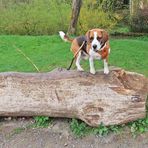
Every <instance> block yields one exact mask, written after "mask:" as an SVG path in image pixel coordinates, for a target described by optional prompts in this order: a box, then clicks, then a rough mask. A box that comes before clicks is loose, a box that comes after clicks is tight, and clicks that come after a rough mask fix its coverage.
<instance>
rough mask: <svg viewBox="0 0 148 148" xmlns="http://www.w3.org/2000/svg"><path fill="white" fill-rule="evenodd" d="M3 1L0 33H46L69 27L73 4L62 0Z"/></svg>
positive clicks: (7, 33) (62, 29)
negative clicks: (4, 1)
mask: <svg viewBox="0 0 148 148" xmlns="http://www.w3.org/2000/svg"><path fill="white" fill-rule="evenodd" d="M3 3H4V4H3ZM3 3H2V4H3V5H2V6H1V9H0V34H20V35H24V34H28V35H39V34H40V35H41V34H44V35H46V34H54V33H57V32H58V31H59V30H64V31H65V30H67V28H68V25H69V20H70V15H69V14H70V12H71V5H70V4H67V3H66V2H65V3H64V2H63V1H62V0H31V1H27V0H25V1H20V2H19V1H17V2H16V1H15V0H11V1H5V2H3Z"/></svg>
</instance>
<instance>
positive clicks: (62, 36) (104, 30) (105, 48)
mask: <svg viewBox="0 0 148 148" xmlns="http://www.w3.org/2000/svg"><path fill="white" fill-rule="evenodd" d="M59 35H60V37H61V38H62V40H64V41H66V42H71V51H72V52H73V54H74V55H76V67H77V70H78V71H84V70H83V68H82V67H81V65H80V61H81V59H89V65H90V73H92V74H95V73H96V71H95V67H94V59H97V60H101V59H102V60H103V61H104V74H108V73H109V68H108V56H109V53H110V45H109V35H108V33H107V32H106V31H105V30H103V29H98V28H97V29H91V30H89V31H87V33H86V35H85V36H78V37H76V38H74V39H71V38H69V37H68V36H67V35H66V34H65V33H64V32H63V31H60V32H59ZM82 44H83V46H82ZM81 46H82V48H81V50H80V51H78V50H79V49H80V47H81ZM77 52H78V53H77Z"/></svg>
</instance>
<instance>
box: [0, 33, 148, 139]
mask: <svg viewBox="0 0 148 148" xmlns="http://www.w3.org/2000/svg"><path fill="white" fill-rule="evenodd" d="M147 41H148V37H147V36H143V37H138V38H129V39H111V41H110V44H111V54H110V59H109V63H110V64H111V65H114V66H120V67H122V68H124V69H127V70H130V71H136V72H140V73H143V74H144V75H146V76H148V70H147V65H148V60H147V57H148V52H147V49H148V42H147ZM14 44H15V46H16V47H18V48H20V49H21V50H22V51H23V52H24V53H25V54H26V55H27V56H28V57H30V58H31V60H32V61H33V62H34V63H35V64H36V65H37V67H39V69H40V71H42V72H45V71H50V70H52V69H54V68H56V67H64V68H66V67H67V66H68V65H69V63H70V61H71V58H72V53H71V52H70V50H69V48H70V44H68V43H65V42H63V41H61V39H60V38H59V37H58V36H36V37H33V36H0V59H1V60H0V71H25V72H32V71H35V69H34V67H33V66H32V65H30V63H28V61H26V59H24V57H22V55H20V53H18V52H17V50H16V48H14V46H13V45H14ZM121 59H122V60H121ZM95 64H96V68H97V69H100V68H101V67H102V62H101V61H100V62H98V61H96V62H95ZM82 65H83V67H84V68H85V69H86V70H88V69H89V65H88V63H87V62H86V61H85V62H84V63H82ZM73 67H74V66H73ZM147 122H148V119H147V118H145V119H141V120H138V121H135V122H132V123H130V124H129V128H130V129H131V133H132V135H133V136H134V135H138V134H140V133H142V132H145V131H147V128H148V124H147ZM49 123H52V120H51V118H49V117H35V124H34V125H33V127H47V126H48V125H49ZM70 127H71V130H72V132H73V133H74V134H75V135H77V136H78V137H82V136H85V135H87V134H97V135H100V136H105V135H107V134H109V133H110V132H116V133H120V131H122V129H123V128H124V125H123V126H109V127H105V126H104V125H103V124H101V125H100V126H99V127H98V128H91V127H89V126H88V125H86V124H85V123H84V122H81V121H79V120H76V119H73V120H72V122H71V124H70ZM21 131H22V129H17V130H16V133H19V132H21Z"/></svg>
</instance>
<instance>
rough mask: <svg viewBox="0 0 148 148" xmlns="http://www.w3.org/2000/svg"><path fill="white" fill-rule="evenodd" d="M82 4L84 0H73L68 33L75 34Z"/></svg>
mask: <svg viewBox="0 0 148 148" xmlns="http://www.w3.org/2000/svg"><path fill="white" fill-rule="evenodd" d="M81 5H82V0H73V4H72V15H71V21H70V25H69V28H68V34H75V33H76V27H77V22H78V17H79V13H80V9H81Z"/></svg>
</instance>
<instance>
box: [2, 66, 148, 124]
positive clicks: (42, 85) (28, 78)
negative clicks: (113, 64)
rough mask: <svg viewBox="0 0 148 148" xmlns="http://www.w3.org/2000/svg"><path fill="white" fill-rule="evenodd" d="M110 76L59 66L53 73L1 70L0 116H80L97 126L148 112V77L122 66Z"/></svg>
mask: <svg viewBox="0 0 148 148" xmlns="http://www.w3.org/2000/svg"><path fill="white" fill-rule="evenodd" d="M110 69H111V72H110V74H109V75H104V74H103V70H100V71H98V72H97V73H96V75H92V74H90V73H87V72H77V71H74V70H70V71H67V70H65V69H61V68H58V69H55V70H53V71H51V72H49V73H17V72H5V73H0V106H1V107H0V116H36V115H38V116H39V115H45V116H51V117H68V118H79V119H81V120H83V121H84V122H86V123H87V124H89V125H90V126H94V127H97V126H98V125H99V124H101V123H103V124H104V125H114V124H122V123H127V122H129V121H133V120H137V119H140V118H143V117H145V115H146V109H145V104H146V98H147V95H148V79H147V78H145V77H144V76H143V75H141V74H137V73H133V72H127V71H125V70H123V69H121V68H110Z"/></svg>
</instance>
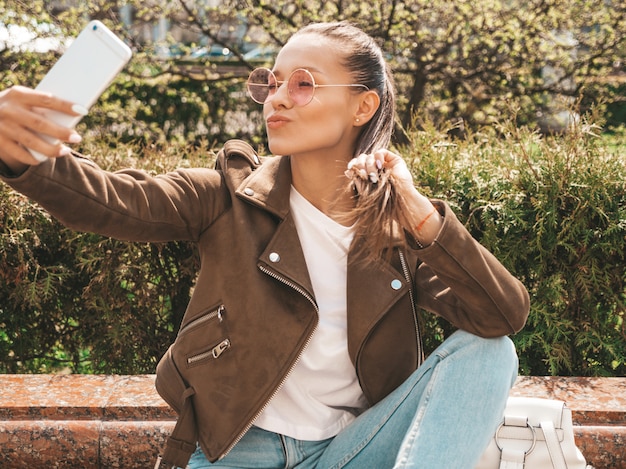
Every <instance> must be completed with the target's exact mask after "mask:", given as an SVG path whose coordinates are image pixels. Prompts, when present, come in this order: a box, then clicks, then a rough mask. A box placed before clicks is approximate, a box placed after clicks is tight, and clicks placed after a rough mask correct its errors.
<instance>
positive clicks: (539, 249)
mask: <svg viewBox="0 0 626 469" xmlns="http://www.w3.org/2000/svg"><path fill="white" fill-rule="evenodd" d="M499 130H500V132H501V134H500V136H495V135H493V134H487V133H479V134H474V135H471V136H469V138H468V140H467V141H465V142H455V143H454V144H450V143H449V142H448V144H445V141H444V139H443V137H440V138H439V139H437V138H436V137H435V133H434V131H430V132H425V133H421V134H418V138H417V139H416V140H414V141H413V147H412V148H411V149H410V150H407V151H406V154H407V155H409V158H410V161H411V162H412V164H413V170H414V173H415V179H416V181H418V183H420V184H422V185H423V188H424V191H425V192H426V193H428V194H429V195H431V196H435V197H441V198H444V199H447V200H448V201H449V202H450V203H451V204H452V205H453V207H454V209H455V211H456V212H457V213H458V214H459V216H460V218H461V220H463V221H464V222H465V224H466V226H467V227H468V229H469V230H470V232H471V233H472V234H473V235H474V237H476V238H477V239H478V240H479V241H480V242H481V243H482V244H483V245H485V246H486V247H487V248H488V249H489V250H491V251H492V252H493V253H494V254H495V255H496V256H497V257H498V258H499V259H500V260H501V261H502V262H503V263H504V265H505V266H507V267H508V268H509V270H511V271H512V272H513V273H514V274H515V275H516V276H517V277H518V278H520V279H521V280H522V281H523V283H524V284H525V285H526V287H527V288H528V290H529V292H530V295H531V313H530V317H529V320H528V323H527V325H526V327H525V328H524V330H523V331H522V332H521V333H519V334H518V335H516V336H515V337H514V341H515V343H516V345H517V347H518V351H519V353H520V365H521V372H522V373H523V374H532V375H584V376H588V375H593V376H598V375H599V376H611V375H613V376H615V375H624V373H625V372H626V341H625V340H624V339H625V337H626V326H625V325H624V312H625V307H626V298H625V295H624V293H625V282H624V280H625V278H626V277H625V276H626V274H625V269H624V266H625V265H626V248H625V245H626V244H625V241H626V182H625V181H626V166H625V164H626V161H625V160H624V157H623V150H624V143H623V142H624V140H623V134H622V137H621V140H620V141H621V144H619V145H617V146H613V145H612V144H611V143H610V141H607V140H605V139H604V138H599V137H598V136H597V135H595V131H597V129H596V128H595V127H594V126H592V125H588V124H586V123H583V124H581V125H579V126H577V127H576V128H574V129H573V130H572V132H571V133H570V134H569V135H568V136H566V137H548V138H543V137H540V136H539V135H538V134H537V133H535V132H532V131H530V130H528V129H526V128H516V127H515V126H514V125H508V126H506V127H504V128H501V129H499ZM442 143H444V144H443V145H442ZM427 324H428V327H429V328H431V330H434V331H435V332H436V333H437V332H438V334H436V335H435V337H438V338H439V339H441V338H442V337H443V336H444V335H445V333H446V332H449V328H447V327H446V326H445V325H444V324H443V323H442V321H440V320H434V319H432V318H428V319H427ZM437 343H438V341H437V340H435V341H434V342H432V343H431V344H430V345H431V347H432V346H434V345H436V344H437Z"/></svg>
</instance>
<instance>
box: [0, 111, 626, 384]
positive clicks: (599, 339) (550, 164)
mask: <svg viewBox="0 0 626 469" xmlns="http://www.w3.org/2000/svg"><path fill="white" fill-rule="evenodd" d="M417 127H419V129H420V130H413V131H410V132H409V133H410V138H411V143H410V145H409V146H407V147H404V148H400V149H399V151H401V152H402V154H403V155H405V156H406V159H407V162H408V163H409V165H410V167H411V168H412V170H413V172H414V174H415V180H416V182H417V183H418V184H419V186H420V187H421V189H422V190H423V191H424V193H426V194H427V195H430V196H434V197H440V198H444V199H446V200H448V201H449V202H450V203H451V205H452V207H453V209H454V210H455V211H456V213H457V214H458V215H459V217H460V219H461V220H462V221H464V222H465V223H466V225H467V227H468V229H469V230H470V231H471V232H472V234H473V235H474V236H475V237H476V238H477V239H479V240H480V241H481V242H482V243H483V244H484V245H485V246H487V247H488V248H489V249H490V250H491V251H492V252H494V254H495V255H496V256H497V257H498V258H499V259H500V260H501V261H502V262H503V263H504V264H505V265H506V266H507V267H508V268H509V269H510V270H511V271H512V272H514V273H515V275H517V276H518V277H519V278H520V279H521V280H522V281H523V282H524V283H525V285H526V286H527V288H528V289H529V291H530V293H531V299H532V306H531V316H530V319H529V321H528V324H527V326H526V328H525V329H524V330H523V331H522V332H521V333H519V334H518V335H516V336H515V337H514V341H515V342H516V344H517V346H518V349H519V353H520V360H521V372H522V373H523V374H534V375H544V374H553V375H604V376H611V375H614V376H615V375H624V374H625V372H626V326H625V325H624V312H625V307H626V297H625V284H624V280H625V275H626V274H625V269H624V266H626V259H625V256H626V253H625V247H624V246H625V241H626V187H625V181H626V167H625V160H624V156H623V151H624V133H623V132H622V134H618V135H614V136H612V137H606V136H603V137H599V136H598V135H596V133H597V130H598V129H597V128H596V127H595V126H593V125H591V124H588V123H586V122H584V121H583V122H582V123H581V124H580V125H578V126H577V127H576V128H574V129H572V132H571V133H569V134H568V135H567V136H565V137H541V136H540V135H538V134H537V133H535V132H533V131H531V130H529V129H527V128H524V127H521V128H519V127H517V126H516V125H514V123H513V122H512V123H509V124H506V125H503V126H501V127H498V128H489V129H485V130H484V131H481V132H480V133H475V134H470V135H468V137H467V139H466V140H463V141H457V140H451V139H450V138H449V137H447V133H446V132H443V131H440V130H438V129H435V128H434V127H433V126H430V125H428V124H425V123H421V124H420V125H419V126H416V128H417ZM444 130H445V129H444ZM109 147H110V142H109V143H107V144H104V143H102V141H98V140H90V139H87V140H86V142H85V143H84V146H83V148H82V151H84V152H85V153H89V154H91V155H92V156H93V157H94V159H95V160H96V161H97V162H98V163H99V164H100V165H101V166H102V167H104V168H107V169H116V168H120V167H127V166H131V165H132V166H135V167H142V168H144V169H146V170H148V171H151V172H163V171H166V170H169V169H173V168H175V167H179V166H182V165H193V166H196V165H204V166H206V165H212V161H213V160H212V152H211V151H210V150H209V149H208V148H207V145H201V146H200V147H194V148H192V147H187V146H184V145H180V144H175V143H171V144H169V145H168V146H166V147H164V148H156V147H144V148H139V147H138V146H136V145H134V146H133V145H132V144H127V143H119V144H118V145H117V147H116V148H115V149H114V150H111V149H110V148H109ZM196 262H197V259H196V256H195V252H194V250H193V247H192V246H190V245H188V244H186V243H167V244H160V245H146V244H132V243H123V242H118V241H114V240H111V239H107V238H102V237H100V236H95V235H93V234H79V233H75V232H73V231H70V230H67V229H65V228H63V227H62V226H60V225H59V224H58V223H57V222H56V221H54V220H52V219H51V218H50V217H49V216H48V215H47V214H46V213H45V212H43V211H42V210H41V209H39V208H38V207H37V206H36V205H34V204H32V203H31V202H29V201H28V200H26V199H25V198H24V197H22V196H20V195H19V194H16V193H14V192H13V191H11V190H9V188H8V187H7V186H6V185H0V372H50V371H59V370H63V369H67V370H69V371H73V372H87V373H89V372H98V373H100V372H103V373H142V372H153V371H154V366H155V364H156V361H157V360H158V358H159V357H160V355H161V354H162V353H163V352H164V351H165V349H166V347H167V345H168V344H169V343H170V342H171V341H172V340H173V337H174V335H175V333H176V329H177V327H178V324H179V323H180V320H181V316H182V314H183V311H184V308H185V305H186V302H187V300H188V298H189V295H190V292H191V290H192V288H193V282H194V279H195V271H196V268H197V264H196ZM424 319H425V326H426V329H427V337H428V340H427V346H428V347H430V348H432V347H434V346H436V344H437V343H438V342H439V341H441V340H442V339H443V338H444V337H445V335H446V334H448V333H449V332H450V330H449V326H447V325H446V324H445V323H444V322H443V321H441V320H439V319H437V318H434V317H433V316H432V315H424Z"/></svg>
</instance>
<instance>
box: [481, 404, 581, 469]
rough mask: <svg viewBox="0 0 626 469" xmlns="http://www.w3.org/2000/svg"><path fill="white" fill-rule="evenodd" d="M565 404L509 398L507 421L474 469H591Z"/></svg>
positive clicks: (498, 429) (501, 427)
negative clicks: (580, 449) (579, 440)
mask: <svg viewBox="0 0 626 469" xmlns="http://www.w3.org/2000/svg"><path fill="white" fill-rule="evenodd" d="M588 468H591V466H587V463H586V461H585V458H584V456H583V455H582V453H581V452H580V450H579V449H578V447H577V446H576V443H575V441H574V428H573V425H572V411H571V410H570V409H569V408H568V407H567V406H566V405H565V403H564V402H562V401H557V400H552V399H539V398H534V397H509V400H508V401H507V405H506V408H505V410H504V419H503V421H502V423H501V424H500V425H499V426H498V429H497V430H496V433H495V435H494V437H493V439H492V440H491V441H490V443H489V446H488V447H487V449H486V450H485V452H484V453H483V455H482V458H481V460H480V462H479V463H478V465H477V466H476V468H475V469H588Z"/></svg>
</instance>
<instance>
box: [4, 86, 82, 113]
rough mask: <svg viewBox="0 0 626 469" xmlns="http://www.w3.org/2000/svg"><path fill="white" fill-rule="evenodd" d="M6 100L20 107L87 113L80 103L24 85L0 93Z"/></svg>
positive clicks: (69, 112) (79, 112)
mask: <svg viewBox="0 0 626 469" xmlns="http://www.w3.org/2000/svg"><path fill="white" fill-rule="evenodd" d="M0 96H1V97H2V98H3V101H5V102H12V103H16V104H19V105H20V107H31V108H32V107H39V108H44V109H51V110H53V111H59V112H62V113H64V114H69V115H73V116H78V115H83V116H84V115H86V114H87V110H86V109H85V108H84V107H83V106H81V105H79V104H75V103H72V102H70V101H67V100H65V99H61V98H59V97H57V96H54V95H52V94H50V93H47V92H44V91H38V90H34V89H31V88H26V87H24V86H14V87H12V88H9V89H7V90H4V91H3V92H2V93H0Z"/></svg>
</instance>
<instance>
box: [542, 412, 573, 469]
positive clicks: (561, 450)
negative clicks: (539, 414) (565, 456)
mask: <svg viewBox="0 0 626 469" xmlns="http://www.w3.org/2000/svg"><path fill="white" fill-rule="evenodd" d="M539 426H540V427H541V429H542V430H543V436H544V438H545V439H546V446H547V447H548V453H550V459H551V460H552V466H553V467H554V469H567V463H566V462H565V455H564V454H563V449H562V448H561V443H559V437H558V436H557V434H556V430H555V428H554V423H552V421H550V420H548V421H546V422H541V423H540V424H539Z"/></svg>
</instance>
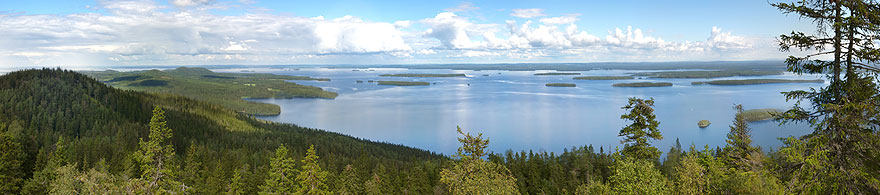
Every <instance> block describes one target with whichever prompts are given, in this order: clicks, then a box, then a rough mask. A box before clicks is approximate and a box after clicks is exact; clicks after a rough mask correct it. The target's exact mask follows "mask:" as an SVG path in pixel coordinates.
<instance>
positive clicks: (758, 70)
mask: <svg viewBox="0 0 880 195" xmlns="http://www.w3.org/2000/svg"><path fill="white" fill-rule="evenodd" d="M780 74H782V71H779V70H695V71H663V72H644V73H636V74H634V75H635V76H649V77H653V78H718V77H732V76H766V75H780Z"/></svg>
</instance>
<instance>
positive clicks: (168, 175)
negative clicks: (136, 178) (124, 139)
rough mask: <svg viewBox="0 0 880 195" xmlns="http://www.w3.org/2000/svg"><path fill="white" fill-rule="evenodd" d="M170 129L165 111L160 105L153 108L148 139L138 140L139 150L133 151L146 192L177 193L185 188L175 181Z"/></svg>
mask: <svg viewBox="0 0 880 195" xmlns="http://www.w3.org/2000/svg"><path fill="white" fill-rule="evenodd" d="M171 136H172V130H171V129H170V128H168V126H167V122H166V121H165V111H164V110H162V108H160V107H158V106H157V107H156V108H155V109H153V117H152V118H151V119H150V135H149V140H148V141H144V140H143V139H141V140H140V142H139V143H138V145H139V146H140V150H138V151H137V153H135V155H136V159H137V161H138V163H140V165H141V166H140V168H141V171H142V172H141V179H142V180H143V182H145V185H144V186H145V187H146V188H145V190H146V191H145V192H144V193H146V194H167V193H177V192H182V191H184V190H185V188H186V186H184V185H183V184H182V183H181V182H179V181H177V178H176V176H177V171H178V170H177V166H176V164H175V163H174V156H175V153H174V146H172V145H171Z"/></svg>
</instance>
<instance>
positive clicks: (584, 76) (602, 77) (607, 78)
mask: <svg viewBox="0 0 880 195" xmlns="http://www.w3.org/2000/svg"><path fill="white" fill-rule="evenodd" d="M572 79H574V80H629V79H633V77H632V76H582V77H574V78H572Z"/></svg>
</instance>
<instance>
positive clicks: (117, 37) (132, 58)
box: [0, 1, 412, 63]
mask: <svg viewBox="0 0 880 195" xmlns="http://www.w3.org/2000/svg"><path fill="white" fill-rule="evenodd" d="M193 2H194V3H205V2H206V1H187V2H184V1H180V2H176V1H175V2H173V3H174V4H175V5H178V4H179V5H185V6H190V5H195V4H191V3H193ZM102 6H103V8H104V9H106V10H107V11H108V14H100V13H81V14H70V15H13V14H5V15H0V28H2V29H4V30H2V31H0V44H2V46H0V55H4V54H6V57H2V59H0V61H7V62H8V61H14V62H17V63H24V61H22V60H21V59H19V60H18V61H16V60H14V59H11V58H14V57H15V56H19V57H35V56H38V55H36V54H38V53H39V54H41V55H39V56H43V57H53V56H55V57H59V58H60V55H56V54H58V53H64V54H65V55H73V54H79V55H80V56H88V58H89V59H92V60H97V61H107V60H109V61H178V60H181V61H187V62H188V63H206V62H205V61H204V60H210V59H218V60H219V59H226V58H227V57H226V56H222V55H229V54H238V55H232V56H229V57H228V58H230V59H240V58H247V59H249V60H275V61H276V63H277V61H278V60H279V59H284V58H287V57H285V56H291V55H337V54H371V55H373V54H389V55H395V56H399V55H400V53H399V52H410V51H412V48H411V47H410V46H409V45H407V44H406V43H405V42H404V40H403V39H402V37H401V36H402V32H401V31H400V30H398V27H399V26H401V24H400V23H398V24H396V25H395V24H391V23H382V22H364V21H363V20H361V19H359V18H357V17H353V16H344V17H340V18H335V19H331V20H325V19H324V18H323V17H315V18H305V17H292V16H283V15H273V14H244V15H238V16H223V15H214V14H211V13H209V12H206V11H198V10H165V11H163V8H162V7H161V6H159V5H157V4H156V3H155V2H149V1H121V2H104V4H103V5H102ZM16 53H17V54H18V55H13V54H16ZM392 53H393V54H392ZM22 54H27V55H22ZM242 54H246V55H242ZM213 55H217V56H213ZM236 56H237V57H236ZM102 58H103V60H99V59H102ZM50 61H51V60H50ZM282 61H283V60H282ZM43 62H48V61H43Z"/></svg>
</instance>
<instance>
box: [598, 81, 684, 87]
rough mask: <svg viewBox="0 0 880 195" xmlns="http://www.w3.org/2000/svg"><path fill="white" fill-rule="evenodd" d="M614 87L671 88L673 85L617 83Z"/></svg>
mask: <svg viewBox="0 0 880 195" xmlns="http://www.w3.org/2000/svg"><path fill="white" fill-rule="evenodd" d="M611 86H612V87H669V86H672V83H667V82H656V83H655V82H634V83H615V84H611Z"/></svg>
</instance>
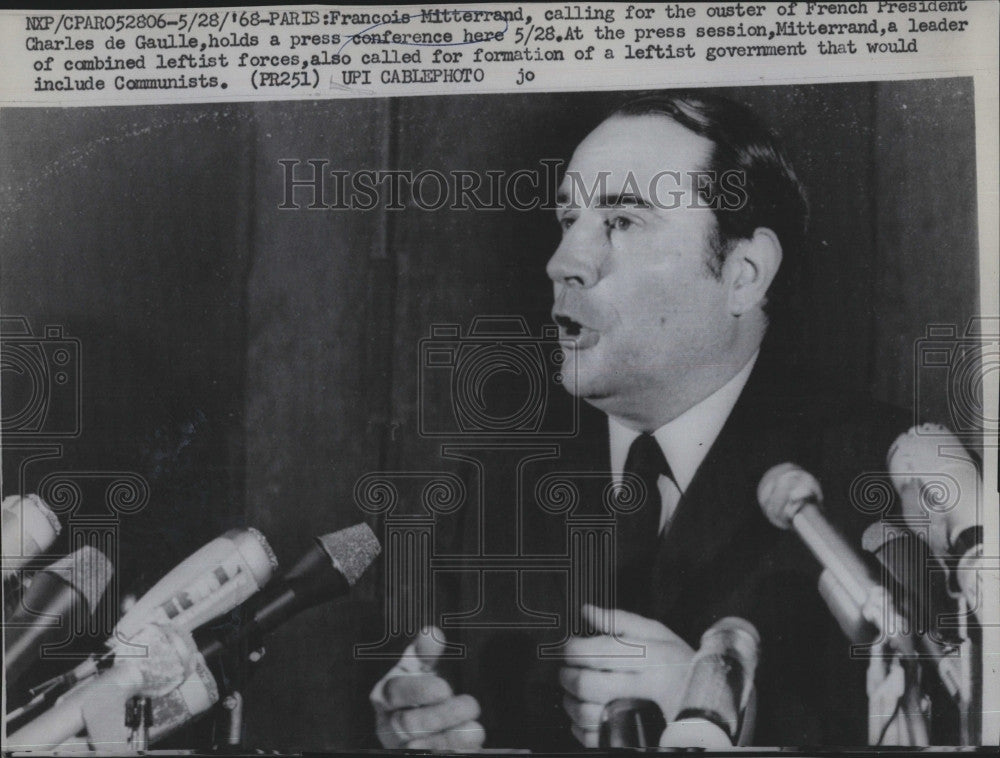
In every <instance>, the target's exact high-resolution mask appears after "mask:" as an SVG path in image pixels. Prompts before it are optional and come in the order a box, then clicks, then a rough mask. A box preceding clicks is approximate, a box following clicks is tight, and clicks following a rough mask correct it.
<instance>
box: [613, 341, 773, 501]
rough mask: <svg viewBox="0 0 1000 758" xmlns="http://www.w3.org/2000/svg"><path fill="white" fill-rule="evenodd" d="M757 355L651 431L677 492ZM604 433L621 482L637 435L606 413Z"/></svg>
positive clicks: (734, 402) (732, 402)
·····
TASK STATEMENT:
Can you give the listing as a numbered list, starting from its first line and going on through the line with "positive clicks: (7, 33) (62, 29)", leaving out blank lines and pictures?

RESPONSE BELOW:
1. Every <instance> block yields one exact mask, written after "mask:" as an SVG path in image pixel coordinates, for a target described by optional prompts in this order: a box, then clicks, then a rough mask. A box that comes before clicks is loose, a box that comes after clicks is tight, and clicks that come after a rough mask fix its coverage.
2. <instance>
3. rough mask: <svg viewBox="0 0 148 148" xmlns="http://www.w3.org/2000/svg"><path fill="white" fill-rule="evenodd" d="M3 1L0 33H46L69 27L73 4L62 0Z"/></svg>
4. positive clicks: (7, 33) (62, 29)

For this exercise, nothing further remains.